### STATED PROBLEM
Would you output the lines from the one with "Task: point out the queue" through the last line of the material below, exactly, but without pictures?
>> begin DATASET RECORDS
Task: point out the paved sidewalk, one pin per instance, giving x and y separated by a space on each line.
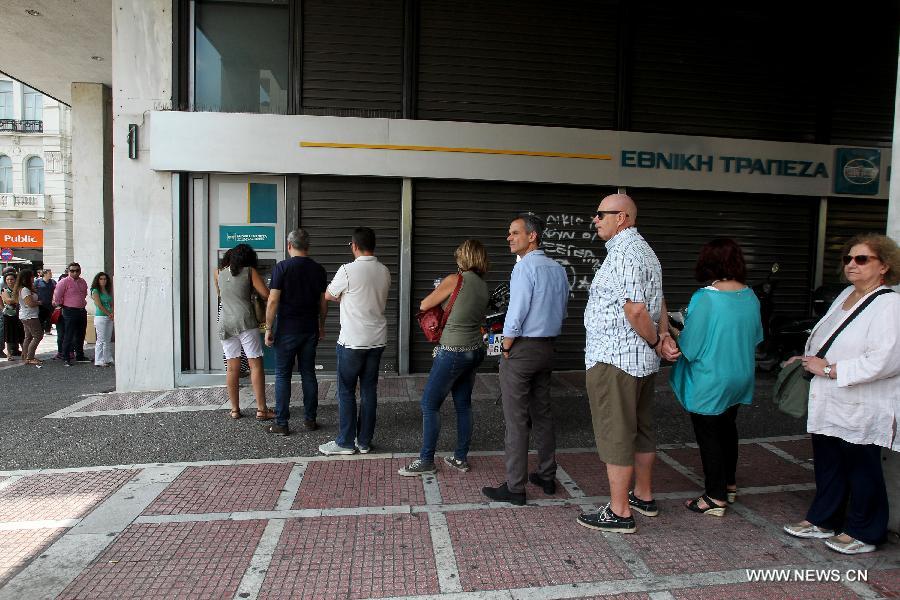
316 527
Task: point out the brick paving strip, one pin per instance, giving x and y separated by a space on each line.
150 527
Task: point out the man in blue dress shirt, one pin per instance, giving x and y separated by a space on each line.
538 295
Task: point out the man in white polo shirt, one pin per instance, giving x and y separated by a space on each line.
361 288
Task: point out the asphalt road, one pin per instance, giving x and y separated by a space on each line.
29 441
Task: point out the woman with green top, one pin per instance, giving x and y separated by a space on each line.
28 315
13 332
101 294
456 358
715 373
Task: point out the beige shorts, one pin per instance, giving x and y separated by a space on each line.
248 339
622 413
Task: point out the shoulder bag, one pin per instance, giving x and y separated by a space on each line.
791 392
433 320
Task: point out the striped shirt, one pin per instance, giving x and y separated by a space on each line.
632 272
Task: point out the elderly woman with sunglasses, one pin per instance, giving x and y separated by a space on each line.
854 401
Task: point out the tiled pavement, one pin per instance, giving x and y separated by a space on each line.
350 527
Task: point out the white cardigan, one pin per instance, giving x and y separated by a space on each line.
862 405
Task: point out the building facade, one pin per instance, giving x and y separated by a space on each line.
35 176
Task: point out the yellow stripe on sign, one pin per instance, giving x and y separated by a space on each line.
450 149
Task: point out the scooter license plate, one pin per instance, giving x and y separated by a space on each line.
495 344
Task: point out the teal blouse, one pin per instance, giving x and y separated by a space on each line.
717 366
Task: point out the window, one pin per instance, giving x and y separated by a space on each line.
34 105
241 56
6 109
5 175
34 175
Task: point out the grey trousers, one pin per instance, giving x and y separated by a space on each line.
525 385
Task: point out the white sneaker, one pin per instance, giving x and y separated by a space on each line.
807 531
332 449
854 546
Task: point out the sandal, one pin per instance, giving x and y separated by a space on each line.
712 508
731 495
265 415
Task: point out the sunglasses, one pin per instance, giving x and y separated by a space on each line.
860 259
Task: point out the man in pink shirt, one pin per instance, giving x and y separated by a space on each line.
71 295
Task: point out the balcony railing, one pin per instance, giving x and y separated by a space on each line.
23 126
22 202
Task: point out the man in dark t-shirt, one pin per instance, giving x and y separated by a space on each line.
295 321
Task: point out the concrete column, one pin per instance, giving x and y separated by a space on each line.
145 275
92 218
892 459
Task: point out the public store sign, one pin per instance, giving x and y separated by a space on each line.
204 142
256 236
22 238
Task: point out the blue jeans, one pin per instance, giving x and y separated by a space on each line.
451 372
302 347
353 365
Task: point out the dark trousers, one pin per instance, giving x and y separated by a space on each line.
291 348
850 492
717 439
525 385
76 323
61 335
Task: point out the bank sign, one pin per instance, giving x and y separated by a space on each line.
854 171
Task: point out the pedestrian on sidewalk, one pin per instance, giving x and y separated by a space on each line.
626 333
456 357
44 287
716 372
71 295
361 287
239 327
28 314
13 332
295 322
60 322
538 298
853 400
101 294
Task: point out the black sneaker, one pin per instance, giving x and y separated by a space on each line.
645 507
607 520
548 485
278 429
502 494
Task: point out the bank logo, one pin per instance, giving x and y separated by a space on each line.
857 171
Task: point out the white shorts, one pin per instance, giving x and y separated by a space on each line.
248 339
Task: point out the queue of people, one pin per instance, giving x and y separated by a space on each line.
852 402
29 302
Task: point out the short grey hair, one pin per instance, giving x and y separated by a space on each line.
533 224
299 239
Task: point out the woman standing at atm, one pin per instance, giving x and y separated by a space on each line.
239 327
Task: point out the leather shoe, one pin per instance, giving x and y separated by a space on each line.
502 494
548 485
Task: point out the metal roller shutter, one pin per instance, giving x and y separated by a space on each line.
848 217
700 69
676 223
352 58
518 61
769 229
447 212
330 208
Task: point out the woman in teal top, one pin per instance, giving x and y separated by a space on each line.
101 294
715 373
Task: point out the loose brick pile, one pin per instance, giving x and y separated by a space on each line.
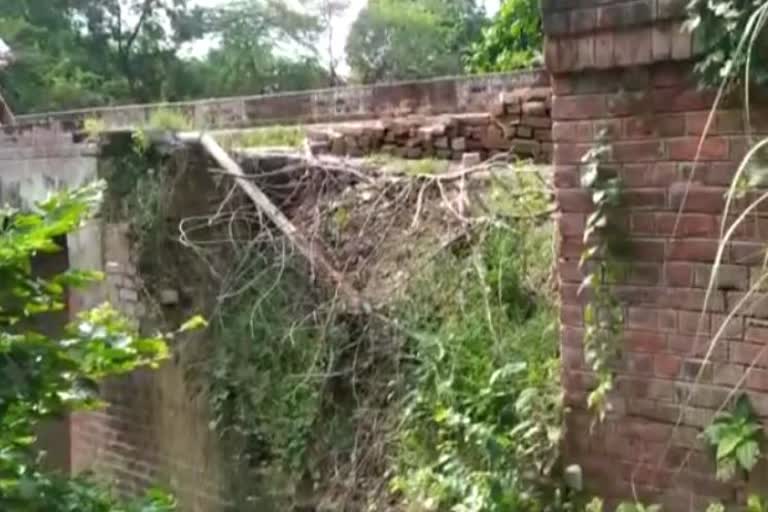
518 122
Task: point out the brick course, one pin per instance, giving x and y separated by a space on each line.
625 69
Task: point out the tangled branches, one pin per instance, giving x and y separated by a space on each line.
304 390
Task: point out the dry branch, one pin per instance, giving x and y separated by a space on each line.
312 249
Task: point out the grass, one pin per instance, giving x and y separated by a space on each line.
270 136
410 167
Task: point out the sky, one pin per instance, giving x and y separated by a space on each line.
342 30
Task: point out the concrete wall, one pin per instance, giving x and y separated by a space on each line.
>> end DATASET RECORDS
### RIGHT ANSWER
Task: point out the queue of people, one pin per instance, giving x and y separated by a space on each line.
852 402
29 302
Task: point out the short grey hair, one pin per instance, giving x and y separated by a space on each line.
533 224
299 239
Task: point out the woman standing at atm, one pin per instance, giving x and y separated by a space on each line.
239 327
Task: point out the leather shoe, one pin per instance, giving x and y separated by a space on each line.
502 494
548 485
Task: point out the metal roller shutter, one pin per instance, giving x and y separated by a space on each line.
848 217
700 69
676 223
352 58
518 61
769 229
447 212
330 208
Task: point out the woman in teal top, one pin per instance, giving x and y separated by a space on each line.
101 294
715 373
Task: point out the loose brick pile, one pin per instance, giving x and y separated by a space on each line.
518 122
Task: point out the brick course, one pin per instance, giving x and y separated by a space on each line.
625 69
Task: point out the tangled branches, one pin per instance, giving x and y separated by a space on each line.
304 390
Task: point out the dry branch, one pin per instance, giving x and y separated by a space on each line.
312 249
Task: point out the grass, one pin per instance, giving x and y separated by a space on each line.
270 136
410 167
Task: point out the sky, one pin per instance, giving x and y separated by a space on each line.
342 30
Task: point out the concrete wall, one pin per instance, giving x and y separated by a space on each line.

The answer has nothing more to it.